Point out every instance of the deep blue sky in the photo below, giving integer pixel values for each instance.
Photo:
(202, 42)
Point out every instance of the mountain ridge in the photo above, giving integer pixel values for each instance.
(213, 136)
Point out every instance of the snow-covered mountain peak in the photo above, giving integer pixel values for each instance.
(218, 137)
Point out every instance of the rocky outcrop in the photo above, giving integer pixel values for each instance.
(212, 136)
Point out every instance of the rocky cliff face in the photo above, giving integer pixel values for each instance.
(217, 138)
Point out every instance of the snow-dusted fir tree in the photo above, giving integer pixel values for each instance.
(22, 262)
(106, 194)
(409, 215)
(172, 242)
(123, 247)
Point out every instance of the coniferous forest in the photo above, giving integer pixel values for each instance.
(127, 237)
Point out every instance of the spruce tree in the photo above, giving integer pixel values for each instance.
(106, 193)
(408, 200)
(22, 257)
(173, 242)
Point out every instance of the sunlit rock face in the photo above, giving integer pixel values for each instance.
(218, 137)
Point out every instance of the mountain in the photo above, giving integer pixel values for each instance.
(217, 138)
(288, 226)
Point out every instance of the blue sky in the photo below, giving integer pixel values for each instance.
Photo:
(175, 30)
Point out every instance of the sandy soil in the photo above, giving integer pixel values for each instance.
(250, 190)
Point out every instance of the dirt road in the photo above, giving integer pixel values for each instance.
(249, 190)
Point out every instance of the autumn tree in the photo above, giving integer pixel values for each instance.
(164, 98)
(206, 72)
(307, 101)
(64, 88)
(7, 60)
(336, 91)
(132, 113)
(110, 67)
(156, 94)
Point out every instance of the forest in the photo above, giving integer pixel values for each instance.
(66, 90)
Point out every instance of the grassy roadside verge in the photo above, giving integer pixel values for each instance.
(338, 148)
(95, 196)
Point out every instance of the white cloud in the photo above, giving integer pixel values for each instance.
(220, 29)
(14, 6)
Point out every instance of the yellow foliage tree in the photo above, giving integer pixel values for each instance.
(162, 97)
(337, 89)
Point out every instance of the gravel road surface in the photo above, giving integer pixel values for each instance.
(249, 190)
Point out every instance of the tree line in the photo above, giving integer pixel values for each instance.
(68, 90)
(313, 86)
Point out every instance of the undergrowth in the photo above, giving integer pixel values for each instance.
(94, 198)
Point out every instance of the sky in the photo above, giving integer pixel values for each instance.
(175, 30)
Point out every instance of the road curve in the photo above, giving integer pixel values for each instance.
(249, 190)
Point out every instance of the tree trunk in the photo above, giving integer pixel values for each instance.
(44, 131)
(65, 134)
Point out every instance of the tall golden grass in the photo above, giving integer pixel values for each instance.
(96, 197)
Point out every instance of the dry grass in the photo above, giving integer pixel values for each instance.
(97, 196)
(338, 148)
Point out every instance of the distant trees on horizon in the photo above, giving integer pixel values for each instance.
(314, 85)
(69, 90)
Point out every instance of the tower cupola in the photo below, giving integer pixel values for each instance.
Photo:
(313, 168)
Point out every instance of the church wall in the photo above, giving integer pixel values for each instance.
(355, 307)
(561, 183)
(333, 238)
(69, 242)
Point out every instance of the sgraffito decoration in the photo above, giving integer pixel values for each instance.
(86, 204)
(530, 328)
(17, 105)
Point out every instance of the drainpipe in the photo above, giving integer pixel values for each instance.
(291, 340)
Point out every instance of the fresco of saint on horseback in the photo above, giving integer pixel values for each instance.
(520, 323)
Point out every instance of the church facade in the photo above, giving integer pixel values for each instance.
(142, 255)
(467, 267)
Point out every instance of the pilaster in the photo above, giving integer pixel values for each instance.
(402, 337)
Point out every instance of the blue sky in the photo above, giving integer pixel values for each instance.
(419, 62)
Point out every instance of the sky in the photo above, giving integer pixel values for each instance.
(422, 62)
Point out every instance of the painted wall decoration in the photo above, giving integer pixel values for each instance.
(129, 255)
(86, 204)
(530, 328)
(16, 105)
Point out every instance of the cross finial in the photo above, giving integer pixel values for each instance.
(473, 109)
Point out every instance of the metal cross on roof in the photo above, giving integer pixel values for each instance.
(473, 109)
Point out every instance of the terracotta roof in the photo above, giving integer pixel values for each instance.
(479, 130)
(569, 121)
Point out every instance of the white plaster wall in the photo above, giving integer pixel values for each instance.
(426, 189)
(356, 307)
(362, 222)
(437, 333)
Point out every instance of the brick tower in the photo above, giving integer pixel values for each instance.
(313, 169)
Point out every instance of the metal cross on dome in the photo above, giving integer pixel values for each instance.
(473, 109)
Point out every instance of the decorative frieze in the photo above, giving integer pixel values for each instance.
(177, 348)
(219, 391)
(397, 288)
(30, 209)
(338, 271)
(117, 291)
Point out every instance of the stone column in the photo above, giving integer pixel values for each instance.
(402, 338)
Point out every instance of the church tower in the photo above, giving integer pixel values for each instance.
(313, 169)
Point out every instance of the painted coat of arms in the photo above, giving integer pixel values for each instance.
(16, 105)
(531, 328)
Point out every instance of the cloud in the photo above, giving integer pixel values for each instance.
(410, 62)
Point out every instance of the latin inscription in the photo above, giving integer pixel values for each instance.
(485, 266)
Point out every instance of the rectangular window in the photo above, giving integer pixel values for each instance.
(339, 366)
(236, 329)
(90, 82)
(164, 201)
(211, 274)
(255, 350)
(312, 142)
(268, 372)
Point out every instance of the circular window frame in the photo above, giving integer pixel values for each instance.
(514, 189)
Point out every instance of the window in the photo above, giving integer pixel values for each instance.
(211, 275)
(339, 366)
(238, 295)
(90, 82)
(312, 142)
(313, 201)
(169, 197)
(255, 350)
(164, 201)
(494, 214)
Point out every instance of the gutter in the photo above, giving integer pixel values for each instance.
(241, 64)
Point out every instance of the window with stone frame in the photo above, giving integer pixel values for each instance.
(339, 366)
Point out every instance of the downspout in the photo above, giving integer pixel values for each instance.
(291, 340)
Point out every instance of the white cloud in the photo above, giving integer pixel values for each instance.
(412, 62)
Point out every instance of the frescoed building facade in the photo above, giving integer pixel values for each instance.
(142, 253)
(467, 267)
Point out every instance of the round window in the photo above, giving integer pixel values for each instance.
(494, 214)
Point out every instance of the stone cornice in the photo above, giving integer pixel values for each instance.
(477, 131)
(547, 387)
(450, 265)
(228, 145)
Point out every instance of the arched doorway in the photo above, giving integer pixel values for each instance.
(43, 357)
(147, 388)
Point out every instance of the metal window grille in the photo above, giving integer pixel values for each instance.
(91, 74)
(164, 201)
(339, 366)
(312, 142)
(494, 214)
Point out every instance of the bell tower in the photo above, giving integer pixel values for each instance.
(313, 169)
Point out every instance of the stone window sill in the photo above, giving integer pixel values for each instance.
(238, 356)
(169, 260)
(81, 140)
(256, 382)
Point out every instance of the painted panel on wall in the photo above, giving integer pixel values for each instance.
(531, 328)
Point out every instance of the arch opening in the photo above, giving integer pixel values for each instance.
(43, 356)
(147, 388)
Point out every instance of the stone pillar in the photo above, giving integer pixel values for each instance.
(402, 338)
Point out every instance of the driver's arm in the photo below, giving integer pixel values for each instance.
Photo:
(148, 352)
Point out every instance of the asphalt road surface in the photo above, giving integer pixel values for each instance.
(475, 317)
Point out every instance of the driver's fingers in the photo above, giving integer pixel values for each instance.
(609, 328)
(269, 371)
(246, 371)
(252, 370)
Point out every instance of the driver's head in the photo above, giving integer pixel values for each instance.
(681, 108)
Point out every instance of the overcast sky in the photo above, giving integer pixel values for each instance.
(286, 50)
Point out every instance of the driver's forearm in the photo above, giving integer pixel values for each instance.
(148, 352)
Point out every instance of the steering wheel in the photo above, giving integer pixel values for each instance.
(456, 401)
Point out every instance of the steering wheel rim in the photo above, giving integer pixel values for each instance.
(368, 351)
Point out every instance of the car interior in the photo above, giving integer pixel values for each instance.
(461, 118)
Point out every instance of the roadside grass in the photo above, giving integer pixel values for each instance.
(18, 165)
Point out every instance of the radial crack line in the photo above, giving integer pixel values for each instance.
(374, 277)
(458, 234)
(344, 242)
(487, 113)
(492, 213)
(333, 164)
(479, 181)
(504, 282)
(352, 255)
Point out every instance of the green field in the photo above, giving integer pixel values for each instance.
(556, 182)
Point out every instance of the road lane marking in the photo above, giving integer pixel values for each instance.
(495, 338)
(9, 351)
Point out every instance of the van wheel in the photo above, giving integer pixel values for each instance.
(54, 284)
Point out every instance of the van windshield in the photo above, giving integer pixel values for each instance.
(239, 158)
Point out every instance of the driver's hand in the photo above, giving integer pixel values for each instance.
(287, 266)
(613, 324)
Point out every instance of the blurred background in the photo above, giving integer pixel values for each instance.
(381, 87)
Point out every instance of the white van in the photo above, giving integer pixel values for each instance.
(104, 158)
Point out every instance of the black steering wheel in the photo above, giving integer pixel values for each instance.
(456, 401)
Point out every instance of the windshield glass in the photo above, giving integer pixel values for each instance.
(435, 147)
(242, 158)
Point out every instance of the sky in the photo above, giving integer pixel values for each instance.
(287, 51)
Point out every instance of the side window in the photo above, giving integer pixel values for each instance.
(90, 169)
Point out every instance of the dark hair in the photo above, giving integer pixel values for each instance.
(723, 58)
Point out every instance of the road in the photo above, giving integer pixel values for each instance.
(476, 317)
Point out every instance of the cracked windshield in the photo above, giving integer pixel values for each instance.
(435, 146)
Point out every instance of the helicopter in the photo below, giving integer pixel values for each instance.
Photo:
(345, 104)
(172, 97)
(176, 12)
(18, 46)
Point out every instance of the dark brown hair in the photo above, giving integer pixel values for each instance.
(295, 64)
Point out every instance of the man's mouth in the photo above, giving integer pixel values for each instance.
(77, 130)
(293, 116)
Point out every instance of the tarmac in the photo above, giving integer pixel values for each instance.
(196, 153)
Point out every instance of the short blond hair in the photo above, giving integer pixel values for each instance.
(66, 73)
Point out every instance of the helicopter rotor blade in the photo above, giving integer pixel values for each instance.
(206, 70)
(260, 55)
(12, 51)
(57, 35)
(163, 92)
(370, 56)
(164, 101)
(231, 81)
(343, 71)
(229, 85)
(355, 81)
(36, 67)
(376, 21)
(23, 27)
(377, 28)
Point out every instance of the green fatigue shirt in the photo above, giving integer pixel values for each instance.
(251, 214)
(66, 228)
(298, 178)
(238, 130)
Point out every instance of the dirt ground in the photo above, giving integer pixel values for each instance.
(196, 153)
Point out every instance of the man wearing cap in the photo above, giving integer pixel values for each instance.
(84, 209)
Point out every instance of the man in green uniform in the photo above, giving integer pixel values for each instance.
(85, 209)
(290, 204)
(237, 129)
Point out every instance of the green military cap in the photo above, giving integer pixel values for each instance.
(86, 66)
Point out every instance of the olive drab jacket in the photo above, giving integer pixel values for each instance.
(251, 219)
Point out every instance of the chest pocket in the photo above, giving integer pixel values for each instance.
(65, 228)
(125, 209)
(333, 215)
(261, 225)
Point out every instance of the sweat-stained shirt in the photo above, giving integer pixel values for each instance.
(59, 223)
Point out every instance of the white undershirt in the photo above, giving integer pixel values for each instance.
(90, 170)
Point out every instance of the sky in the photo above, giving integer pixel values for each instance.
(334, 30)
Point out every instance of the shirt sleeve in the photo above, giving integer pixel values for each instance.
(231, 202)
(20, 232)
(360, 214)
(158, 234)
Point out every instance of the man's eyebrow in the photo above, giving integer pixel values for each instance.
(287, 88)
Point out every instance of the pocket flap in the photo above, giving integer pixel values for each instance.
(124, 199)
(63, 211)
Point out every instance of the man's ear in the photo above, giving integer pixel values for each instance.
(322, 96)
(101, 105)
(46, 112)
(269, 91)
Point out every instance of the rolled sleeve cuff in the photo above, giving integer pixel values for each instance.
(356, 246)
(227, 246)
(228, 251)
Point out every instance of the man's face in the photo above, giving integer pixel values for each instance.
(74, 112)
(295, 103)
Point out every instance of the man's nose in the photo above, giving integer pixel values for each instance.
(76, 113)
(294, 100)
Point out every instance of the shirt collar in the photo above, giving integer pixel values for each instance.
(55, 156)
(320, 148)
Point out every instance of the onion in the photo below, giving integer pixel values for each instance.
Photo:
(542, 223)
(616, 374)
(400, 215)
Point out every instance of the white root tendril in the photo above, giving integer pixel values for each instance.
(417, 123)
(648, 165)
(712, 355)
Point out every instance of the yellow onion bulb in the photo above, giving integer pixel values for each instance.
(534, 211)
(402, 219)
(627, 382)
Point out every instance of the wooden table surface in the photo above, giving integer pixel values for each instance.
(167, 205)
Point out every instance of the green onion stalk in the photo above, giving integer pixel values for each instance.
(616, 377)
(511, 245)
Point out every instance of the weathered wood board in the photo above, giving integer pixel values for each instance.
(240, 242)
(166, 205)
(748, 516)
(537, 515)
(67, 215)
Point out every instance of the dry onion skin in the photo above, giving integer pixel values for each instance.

• AIM: Rewrite the lines of the listing from the line containing "Point out every instance of the weathered" through the end of the listing, inclusive, changing "integer pixel values" to "whole-number pixel coordinates" and leaving all else unchanged. Give only those lines.

• RESULT OF THE EXERCISE:
Point out every instance of the weathered wood board in the photo above, giving whole-number pixel coordinates for each instance.
(240, 242)
(166, 205)
(748, 516)
(537, 515)
(67, 215)
Point out every instance of the dry onion skin in the photo above, giving whole-number pixel coordinates for each instance.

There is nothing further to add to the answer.